▸ **ENUNCIADO DO PROBLEMA**
Traduza para inglês a seguinte frase do texto de origem: «Até porque entrámos num período em que o Governo parece já não saber como lidar com o vírus.»

O regime está podre?

Cabrita, Marta Temido, etc., têm vindo a funcionar para o Governo como abcessos de fixação, impedindo que a infeção atinja o primeiro-ministro.

Nos últimos meses, através de emails ou até de interpelações de desconhecidos feitas em locais públicos, têm-me dito com alguma frequência: «O regime está podre».

Não gosto da expressão, pois a palavra ‘podre’ é para mim demasiado forte.

E sugere a necessidade de uma intervenção musculada.

Prefiro dizer que estamos num pântano.

Julgo que, à direita e à esquerda – embora de maneiras diferentes –, cresce essa sensação.

É claro que isto tem que ver também com a pandemia.

Até porque entrámos num período em que o Governo parece já não saber como lidar com o vírus.

Estamos num pára-arranca, confina-desconfina, que só terá como consequência eternizar a doença.

Que não matará a pandemia mas matará a economia.

De dia para dia veem-se mais empresas a fechar, mais gente a necessitar de apoio, mais desemprego (algum encapotado).

E quando as moratórias acabarem, quando os apoios do Estado se esgotarem, nem imagino o que será.

E, entretanto, os bancos, com os calotes que vão sofrer, muito dificilmente aguentarão.

A dívida pública vai continuar a subir e o défice público idem.

Dir-se-á que a bazuca vai resolver muitos problemas.

Resolverá alguns.

▸ **ENTRADAS LISTADAS**
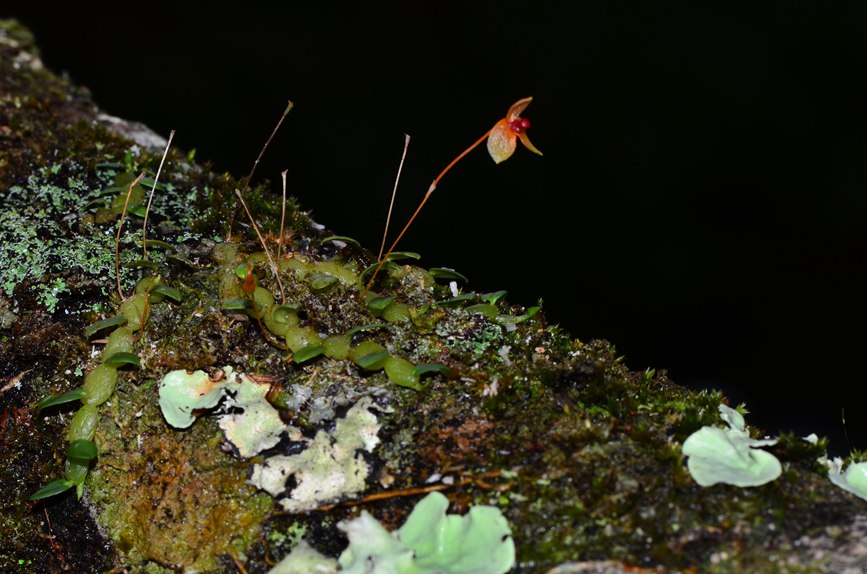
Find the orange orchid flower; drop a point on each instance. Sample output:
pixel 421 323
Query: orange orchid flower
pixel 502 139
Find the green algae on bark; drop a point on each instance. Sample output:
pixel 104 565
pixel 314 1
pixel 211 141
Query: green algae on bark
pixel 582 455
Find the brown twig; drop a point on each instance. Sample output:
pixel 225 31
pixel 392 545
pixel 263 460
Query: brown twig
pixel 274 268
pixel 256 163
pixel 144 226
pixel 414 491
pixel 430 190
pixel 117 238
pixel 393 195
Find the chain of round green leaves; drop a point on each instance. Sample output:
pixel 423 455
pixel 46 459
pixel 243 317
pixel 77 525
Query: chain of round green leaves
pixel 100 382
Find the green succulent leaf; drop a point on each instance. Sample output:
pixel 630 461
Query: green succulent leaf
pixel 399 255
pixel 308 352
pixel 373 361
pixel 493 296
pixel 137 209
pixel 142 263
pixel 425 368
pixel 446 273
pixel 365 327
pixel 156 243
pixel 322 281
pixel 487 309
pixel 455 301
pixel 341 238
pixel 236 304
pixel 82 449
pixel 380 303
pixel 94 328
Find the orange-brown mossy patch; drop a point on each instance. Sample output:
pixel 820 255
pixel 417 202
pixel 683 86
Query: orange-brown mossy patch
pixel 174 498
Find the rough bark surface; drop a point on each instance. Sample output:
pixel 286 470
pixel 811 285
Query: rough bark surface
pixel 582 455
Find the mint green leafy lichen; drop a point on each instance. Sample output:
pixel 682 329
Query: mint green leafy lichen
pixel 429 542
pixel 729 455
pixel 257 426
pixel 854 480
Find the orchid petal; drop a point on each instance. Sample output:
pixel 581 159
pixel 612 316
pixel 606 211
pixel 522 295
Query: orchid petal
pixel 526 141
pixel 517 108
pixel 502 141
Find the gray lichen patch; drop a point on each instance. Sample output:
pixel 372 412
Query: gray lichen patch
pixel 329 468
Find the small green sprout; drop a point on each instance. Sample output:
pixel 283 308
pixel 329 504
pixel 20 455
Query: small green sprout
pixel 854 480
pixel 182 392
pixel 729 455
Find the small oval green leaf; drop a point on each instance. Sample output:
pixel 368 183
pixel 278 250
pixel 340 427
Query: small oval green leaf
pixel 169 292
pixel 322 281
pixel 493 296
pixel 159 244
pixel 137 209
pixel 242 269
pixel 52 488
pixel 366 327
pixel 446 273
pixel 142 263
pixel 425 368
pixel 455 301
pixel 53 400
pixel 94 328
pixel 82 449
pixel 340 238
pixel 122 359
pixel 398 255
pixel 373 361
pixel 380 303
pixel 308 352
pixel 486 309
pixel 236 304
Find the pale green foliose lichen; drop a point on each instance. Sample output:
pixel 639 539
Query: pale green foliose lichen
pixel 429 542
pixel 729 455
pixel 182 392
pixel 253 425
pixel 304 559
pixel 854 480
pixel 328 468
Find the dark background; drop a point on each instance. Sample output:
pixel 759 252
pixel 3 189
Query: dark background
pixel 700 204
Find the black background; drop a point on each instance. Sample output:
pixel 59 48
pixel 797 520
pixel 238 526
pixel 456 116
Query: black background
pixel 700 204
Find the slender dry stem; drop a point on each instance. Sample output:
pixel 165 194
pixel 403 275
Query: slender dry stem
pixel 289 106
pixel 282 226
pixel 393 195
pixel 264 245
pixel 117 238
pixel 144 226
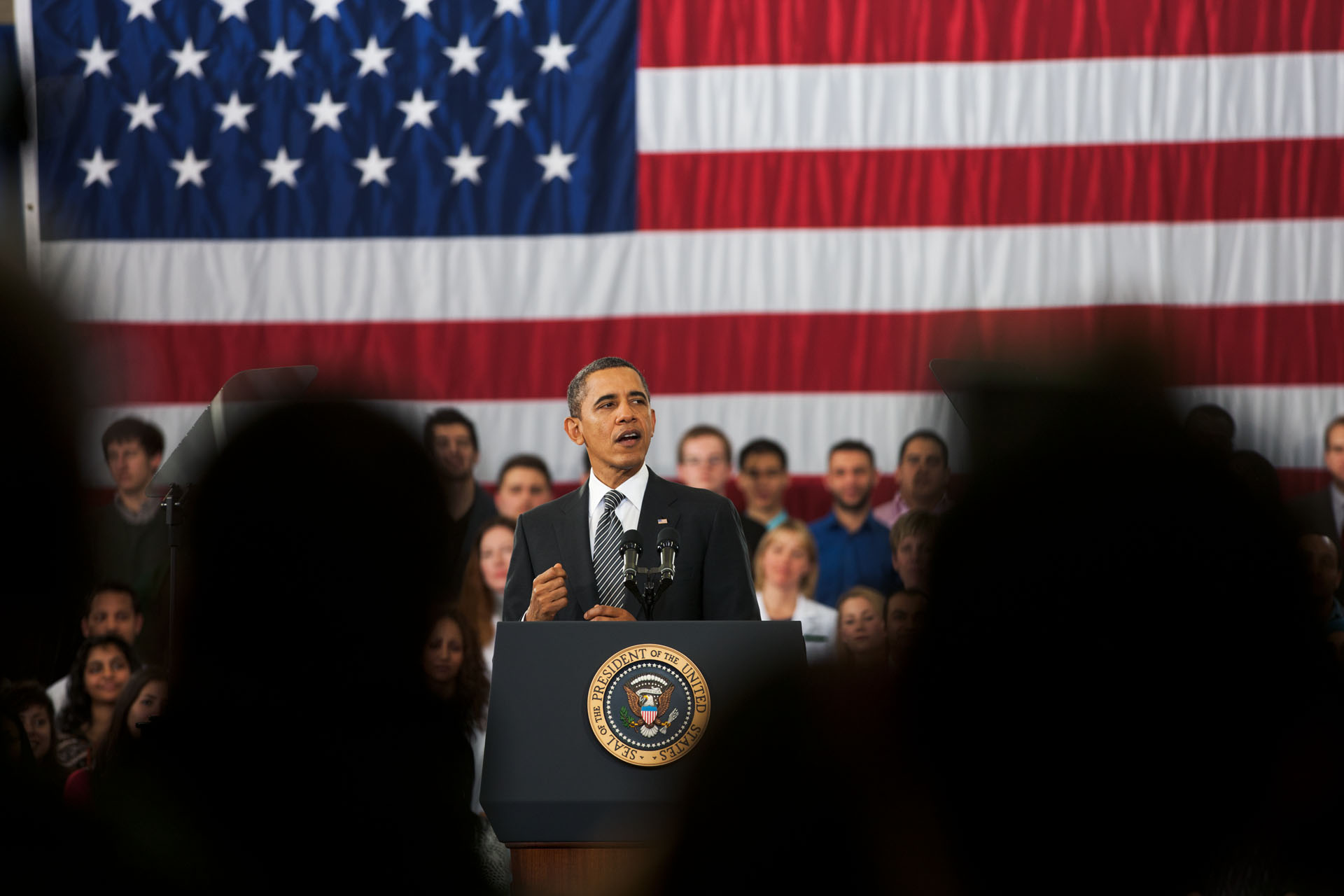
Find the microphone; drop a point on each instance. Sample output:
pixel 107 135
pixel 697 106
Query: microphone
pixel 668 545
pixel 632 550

▸ **RESOLUÇÃO DO EXERCÍCIO**
Not least because we have entered a period in which the government no longer seems to know how to deal with the virus.